- _Stored items from a collection_
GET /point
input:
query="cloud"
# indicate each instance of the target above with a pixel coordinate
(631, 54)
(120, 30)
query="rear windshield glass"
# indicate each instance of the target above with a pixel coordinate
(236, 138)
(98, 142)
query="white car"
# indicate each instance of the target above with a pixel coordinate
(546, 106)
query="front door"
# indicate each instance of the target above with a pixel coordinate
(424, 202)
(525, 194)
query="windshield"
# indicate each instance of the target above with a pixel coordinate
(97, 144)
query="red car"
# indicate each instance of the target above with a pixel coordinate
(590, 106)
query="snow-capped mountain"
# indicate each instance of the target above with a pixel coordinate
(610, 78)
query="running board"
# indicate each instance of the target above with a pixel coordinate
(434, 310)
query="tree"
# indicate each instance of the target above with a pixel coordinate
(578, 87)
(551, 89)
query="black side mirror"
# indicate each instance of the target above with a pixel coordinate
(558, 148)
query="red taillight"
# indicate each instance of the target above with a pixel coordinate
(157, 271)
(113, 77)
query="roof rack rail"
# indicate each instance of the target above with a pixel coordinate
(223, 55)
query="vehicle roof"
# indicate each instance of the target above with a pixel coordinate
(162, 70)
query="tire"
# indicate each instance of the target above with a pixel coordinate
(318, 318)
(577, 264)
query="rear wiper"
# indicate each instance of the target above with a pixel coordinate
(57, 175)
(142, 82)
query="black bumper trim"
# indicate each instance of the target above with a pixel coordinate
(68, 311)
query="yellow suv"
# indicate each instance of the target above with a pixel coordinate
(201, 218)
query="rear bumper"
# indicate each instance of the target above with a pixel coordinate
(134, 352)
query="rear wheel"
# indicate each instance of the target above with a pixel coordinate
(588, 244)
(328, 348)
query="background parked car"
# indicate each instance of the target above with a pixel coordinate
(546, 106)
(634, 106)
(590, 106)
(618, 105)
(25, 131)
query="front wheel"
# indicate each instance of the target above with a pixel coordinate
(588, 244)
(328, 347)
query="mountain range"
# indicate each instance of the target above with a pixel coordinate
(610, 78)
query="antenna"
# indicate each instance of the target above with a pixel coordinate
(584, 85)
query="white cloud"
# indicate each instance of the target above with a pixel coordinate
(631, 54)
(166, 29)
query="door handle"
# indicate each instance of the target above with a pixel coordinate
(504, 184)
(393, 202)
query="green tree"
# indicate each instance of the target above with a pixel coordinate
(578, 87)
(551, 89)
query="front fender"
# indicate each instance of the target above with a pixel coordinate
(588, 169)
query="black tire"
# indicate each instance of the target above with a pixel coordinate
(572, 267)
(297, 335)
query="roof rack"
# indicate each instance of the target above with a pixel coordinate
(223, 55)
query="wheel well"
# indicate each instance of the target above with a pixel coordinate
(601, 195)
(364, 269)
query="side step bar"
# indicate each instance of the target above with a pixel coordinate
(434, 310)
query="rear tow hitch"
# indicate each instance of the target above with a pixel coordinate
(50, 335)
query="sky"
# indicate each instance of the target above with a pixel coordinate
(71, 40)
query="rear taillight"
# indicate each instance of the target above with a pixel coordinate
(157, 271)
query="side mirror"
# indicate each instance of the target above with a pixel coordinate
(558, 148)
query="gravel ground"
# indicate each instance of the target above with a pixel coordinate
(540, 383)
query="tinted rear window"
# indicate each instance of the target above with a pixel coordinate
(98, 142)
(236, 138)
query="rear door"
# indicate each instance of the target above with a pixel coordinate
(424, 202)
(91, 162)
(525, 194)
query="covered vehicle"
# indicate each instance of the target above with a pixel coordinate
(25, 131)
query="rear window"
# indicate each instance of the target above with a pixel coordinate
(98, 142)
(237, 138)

- _DIRECTIONS FOR THIS TASK_
Exactly reproduce every line of the data above.

- _WRITTEN RESPONSE_
GET /point
input:
query="cloud"
# indicate each instance of the target above with a pixel coordinate
(631, 54)
(120, 30)
query="rear windshield glass"
# indicate each instance of the target above with a pixel coordinate
(236, 138)
(98, 142)
query="white car"
# indicate each instance of the target above with a pixel coordinate
(546, 106)
query="front door"
# indicate each instance of the target above with a pixel coordinate
(424, 202)
(525, 194)
query="windshield"
# indicate each instance of the target above with a pixel coordinate
(97, 144)
query="red car"
# indicate each instance of the target above with a pixel coordinate
(590, 106)
query="snow-capped mountain"
# indicate each instance of the target above with a pixel coordinate
(610, 78)
query="running board"
# indicate each instance of the target above with a pixel coordinate
(434, 310)
query="tree"
# indicate each instance of the target above with a pixel coordinate
(578, 87)
(551, 89)
query="black side mirror"
# indicate each instance of the target above with a pixel coordinate
(558, 148)
query="red taillight"
# indicate each instance of the target above with a pixel coordinate
(157, 271)
(113, 77)
query="roof rack rail"
# indicate each instance of the target above with a pixel coordinate
(223, 55)
query="vehicle roof"
# indicate each instance of the target above with a pixel coordinate
(162, 70)
query="tire"
# indicate each instance of the target above with a pixel coordinate
(318, 318)
(577, 264)
query="rear wiper"
# indicate each instance of the target above with a pixel coordinate
(57, 175)
(142, 82)
query="black bumper trim"
# indicate each instance of the target above with a pixel coordinate
(68, 311)
query="yellow suv"
# indicate each instance of the target above with a pixel coordinate
(201, 218)
query="rear bumper"
# indicate each instance of the target above with a pixel coordinate
(134, 352)
query="rear wheel"
# indicate each instance of the target above with a pixel coordinate
(588, 244)
(328, 348)
query="background parked car"
# indicate each instance of the target above with a pixel coordinate
(546, 106)
(634, 106)
(590, 106)
(618, 105)
(25, 131)
query="front wheel"
# indicate each instance of the target above with a pixel coordinate
(588, 244)
(328, 347)
query="mountain range"
# indicate each instance of the target above with a pixel coordinate
(610, 78)
query="antenna"
# indicate each instance of the target above with a pixel coordinate
(584, 85)
query="white cloud"
# indicate each instance of the target above with a pixel coordinate
(631, 54)
(166, 29)
query="door handle"
# indicate each instance of the target above with a pixel coordinate
(504, 184)
(393, 202)
query="green tree"
# indicate each instance of the target above with a pixel coordinate
(578, 87)
(551, 89)
query="front fender"
# indicate each instance of the target above with a pixel coordinate
(588, 169)
query="black tire"
# indicate each instance of the target above with a pixel coordinate
(572, 267)
(297, 335)
query="roof rack"
# indicate each instance of the target above with a pixel coordinate
(223, 55)
query="wheel well"
# indicate each instance of the target above with a pixel coordinate
(601, 195)
(364, 269)
query="side step bar"
# indicate each instance of the target above with a pixel coordinate
(434, 310)
query="rear tow hitch"
# indicate each instance of the target above with a pixel coordinate
(50, 335)
query="sky"
# indicate each instance of the target above with a pixel coordinate
(71, 40)
query="rear taillight"
# indicate each instance of the target above with a pixel coordinate
(157, 271)
query="side mirror"
# indicate each instance of the target above with a pixel coordinate
(558, 148)
query="gravel ground"
# indicate each instance of the target above with a pixel coordinate
(540, 383)
query="tinted rear window"
# indicate each instance of the target above with a pixel coordinate
(98, 142)
(236, 138)
query="rear door"
# indicate each instance of the target above with a pixel coordinate
(424, 202)
(91, 162)
(525, 194)
query="covered vehicle"
# indicate each instance of the target above with a pixel coordinate
(25, 131)
query="rear window"
# indicate each instance of the target above with a pixel coordinate
(98, 142)
(237, 138)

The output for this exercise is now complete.